§ SUPPLIED DATA:
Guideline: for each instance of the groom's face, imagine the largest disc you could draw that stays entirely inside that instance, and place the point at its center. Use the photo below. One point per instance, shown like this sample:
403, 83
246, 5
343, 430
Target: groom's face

§ DESCRIPTION OF THE TASK:
Your task is to reproduce the records in full, without any alteration.

§ ANSWER:
Guideline: for each instance of the groom's face, imagine the largest disc you could draw that stays entirely inside that instance, and place the point at its center. Use the photo below. One point per instance, shown like this sample:
403, 83
246, 5
343, 430
Target: groom's face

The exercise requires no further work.